The 2021 F1 battle is not the only title 'robbery' that Lewis Hamilton has been a part of

The other F1 title 'robbery' involving Lewis Hamilton

Lewis Hamilton said that the end of the 2022 F1 Italian GP brought back memories of what happened in Abu Dhabi last season. His fans too felt the same as they went into outrage yet again. #voidlap58, #humanerrorchampion, #abudhabiscandal, and whatnot were trending once again after the race.

It's safe to say that what happened at the 2021 F1 Abu Dhabi GP was not the best way to go about things. The topic has, however, been discussed to death. Everyone has their opinions on what happened and they're not going to change. Having said that, it's clear that the incident and its repercussions for Hamilton are still fresh in the minds of many.

Since the shocking finish of the 2021 Abu Dhabi GP, numerous F1 fans have clamoured for the FIA to #VoidLap58. But can Abu Dhabi results be overturned?

#F1 #TeamLH @LH44_insights…

First of all, it speaks volumes about Lewis Hamilton's personality. It's not often you see an F1 driver command such a huge army of followers. Kudos to him for achieving that!

Having said that, the considerable outrage and the words 'F1 Robbery' being thrown around made us curious. Let's assume that the 2021 F1 championship was a 'robbery'. It made us think of what other championships in the past could be considered 'robbery'.

# INSTRUCTIONS TO FOLLOW
Using the Hamilton article, answer each question:
(a) The end of which race did Lewis Hamilton say brought back memories of Abu Dhabi?
(b) What have numerous F1 fans clamored for the FIA to do since the 2021 Abu Dhabi finish?
(c) According to the article, what does Hamilton's large following speak volumes about?
The items that follow have no connection to the text above.

# EXTRACTED ENTRIES

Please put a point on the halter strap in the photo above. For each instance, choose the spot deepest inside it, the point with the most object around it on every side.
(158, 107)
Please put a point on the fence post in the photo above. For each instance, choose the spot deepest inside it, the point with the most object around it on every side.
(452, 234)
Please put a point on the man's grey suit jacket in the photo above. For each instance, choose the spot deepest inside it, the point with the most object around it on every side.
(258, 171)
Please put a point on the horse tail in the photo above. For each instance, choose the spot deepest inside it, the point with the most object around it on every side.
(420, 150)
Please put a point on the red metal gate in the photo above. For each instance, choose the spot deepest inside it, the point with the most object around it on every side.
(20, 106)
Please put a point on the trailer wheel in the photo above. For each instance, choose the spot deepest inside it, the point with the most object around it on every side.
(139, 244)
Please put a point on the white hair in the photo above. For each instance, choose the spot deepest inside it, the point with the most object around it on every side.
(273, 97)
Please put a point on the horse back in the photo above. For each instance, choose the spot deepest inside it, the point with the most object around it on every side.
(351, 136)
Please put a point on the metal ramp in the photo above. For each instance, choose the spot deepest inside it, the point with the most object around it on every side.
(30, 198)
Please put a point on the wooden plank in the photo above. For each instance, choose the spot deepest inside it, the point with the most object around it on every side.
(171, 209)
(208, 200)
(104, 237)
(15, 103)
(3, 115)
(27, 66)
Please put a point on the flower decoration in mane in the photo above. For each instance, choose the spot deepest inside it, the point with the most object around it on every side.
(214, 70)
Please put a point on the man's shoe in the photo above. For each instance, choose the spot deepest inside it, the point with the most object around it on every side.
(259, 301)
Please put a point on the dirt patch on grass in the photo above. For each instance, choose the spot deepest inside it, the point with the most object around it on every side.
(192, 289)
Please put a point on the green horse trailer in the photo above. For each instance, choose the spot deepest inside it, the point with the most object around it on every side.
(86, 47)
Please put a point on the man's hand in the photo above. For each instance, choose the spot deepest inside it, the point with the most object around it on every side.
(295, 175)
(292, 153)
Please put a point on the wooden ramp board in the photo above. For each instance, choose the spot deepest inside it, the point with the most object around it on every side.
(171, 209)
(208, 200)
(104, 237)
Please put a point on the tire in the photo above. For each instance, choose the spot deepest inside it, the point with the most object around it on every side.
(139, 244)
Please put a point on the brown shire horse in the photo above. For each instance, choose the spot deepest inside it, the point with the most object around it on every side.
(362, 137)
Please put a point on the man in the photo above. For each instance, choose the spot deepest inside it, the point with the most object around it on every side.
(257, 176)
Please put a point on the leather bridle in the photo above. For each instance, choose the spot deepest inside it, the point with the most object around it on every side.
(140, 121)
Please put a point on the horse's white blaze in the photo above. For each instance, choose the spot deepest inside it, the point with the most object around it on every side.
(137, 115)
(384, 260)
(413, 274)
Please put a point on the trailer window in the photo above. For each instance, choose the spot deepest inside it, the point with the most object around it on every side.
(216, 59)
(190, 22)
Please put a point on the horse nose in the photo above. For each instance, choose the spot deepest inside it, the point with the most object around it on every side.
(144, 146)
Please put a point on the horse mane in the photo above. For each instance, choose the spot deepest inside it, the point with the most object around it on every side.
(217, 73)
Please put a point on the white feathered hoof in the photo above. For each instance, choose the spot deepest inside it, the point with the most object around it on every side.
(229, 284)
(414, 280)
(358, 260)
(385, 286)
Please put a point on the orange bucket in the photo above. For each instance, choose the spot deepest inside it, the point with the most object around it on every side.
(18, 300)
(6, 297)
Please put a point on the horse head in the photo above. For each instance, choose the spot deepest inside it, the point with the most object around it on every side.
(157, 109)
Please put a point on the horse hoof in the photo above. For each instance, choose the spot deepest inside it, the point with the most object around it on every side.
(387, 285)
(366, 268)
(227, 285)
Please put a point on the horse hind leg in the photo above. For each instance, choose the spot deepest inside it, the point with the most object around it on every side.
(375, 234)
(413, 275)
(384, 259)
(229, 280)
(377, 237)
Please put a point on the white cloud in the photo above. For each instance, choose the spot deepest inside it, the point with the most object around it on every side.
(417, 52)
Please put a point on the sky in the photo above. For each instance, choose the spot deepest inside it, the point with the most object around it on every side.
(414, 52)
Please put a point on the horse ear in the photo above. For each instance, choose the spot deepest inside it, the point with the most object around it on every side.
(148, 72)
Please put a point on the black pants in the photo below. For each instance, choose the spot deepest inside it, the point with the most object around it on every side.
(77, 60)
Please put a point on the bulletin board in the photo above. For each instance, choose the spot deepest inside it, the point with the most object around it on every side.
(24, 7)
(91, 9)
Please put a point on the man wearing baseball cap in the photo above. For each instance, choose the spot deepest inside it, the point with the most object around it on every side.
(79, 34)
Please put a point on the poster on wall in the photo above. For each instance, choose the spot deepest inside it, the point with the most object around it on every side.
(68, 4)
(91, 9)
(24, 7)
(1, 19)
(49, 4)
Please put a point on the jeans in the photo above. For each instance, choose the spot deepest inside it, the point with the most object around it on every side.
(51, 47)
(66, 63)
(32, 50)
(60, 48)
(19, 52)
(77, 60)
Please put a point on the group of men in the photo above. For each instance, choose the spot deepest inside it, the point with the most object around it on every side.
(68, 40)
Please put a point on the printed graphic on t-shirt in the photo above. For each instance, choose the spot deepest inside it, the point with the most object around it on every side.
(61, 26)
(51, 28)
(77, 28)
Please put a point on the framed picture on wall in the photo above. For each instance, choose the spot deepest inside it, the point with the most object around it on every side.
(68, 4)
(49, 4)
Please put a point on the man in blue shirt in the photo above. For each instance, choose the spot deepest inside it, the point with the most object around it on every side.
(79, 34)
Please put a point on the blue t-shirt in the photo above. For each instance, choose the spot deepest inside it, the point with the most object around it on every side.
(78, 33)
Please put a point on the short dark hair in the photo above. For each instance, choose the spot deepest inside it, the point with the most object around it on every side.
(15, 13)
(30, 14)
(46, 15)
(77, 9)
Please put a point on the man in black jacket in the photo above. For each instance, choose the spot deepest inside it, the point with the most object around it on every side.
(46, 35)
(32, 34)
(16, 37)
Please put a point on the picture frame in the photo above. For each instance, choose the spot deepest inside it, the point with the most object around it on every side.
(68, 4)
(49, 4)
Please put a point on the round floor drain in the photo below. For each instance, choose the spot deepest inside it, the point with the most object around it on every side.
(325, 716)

# RESULT BELOW
(a) The 2022 F1 Italian GP
(b) To #VoidLap58
(c) Lewis Hamilton's personality